## Start Data

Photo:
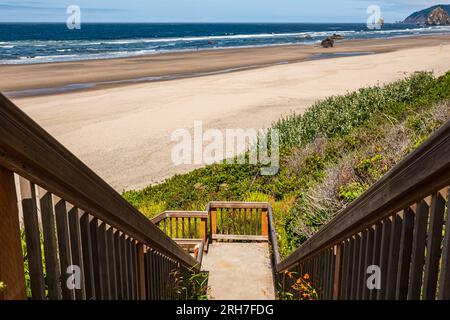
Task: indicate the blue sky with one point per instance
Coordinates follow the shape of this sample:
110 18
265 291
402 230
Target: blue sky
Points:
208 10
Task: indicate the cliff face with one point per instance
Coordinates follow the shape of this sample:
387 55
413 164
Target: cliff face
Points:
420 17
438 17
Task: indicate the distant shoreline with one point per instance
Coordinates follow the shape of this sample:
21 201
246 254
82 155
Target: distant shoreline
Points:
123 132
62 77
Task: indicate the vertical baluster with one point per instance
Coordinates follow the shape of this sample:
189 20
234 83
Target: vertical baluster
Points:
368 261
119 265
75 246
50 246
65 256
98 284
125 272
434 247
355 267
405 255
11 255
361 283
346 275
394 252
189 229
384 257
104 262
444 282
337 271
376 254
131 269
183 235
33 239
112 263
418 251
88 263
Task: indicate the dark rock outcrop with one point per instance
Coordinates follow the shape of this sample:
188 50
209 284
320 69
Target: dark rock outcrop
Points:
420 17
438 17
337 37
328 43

## End Data
## Start Data

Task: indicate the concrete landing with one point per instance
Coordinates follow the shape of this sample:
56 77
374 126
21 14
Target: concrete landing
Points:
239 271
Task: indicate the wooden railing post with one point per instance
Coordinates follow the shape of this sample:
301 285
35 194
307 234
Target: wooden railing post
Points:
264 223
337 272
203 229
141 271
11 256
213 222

## End Data

▶ [Work required]
Return every line of the material above that contains the string "Target", copied in full.

▶ [Exercise output]
Target: blue sky
Target: cliff face
Target: distant shoreline
Target: vertical baluster
Target: dark rock outcrop
Target: concrete landing
Target: wooden railing post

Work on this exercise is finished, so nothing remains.